Take the data below and copy exactly the lines starting at the one with "positive clicks: (418, 167)" and finishing at the one with "rough mask: <svg", both included.

—————

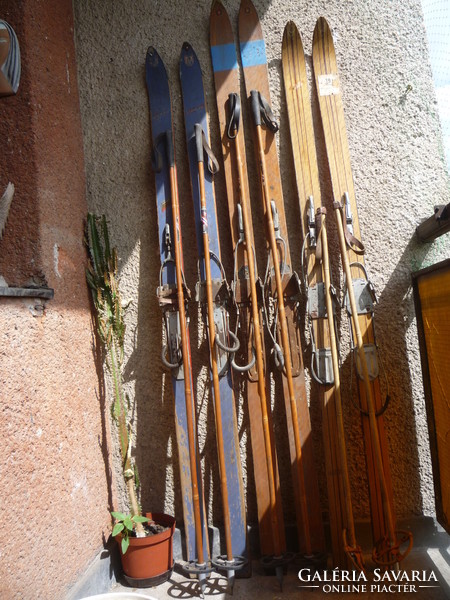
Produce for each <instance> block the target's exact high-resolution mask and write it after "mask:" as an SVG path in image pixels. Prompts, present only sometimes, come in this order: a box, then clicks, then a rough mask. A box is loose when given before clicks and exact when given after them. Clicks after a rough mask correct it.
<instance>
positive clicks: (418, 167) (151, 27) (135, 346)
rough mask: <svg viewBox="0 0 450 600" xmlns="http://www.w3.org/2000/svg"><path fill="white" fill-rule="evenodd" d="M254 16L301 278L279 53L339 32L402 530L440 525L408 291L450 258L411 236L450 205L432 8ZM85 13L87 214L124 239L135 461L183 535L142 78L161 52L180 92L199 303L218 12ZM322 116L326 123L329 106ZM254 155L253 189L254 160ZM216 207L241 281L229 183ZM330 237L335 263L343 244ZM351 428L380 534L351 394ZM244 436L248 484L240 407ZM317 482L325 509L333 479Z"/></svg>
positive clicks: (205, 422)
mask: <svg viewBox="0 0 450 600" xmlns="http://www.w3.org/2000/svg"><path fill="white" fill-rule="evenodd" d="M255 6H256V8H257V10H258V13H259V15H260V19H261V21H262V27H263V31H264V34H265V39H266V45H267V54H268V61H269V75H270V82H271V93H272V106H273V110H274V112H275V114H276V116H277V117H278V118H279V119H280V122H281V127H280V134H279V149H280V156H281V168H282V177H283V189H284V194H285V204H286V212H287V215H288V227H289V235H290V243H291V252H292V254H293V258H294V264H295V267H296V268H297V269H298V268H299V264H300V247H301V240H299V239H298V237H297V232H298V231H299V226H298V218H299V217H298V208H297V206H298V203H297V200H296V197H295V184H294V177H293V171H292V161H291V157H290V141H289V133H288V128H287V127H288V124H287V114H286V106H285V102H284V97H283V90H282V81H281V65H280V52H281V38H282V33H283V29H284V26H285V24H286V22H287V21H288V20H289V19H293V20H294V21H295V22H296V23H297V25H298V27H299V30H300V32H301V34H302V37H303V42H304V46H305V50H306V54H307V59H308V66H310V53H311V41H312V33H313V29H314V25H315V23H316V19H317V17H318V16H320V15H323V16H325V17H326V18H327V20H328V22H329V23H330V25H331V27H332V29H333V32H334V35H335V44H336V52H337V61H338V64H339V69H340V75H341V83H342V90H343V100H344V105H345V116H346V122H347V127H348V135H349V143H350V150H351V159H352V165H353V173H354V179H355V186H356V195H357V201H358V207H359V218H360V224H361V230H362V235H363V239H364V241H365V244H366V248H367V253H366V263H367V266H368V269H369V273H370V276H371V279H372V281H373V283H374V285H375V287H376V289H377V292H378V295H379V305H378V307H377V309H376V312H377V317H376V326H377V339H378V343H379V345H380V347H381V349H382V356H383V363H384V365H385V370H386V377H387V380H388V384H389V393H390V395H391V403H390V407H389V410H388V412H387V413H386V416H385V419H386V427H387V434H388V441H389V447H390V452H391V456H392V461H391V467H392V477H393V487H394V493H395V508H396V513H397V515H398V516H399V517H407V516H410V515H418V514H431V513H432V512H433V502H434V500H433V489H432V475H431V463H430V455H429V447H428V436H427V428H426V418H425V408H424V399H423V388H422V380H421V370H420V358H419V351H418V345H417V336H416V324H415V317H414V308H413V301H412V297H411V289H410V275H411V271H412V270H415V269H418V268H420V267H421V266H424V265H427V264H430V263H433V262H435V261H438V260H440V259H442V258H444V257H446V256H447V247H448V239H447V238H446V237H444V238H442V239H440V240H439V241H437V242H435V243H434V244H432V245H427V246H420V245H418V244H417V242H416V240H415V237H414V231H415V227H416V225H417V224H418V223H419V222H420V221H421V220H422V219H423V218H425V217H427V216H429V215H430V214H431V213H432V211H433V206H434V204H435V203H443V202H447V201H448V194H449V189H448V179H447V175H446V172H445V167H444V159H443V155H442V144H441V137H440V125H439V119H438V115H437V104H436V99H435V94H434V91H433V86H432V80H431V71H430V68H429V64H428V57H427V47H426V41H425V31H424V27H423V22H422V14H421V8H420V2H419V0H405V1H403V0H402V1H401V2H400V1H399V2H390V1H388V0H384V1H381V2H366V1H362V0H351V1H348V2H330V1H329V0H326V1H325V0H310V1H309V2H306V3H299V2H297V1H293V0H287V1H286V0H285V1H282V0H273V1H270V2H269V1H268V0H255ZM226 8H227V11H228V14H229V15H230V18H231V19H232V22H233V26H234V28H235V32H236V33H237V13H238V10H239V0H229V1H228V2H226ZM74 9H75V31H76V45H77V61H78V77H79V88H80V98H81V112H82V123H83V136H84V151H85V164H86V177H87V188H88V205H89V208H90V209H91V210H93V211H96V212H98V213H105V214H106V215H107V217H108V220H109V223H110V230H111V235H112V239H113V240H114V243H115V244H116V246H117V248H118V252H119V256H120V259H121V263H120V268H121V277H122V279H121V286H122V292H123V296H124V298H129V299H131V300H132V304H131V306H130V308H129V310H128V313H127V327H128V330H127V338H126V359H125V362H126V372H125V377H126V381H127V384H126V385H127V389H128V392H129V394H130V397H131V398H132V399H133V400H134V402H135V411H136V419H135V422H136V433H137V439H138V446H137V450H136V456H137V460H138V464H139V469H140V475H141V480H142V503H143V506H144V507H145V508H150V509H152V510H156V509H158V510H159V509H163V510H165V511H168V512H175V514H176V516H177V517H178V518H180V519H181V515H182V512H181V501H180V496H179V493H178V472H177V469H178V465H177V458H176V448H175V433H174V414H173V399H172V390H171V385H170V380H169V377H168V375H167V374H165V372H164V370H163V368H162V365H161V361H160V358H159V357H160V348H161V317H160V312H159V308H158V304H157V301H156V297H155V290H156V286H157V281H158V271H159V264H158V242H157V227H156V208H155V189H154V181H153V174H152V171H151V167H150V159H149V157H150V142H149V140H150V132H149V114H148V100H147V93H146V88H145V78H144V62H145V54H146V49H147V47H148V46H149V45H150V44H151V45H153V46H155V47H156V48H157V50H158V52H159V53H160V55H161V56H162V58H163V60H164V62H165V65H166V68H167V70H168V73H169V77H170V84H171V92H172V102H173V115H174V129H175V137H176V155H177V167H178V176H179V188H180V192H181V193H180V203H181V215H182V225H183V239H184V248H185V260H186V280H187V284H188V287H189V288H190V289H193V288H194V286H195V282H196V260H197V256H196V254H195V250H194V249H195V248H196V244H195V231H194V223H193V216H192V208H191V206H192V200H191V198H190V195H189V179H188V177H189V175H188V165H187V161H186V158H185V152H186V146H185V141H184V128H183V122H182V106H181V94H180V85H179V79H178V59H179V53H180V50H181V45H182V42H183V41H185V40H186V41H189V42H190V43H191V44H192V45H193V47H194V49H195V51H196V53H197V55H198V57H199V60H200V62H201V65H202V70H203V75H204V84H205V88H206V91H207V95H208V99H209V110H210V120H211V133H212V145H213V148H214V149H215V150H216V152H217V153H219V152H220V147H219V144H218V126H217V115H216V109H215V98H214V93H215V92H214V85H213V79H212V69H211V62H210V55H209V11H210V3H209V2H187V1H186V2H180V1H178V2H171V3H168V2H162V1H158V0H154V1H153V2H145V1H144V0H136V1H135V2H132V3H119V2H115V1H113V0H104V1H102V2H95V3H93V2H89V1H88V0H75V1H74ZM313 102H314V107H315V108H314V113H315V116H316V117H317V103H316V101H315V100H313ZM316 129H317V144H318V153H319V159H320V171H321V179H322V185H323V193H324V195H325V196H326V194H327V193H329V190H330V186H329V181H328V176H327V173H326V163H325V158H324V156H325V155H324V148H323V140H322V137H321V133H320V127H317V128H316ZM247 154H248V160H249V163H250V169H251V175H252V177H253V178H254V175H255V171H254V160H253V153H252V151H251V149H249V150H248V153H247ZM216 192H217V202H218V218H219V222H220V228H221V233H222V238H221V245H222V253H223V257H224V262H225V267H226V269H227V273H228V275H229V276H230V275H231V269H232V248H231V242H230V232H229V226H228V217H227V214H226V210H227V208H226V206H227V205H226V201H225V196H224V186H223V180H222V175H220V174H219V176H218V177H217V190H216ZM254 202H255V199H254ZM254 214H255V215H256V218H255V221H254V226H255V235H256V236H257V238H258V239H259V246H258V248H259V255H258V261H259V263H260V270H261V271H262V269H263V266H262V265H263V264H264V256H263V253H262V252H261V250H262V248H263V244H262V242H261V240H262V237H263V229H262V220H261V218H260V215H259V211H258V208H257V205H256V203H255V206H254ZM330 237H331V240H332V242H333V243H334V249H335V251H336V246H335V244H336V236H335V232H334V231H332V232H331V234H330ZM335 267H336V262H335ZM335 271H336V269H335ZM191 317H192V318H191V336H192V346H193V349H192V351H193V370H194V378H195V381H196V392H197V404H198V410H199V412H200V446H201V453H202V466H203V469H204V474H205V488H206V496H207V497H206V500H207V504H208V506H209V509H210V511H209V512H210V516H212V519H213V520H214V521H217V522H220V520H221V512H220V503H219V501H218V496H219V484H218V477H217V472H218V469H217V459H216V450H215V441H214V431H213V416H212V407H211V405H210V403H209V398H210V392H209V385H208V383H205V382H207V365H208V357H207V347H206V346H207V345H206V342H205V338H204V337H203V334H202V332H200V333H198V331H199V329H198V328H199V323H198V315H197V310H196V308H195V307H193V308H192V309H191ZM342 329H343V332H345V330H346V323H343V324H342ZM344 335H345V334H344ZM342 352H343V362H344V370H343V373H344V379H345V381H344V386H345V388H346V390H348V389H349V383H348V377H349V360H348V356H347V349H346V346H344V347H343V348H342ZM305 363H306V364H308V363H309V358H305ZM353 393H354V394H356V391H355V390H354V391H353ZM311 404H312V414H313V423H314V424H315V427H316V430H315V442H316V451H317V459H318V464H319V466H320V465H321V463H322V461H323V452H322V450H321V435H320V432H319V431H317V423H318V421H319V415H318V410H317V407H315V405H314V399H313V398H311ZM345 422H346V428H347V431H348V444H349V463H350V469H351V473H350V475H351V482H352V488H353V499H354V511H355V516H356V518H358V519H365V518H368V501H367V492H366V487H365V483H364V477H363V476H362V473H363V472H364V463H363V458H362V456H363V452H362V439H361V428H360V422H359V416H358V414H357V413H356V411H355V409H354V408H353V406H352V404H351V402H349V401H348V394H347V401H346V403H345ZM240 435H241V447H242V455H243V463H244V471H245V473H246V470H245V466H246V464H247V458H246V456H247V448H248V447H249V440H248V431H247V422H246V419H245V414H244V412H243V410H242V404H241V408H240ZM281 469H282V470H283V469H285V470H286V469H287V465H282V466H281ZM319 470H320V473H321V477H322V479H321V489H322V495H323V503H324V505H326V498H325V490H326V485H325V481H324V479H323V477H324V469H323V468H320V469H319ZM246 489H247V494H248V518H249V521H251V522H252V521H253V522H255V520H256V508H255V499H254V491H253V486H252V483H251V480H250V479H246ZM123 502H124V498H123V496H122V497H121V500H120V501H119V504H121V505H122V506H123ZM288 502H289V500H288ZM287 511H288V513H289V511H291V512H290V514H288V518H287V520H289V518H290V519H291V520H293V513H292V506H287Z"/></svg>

—————

Exercise solution:
positive clicks: (418, 167) (151, 27) (135, 346)
rough mask: <svg viewBox="0 0 450 600" xmlns="http://www.w3.org/2000/svg"><path fill="white" fill-rule="evenodd" d="M254 16L301 278L279 53L339 32L402 530L440 525L408 291L450 258L411 236L450 205L432 8ZM85 13L87 214L124 239L135 461L183 535L142 78L161 52L180 92L199 303L218 12ZM322 116L326 123L329 106ZM254 155L253 189L254 160ZM216 207L241 281L229 183ZM330 237L335 263L343 244ZM351 428L380 534L351 394ZM244 436L248 484L240 407ZM317 482L325 509L333 479Z"/></svg>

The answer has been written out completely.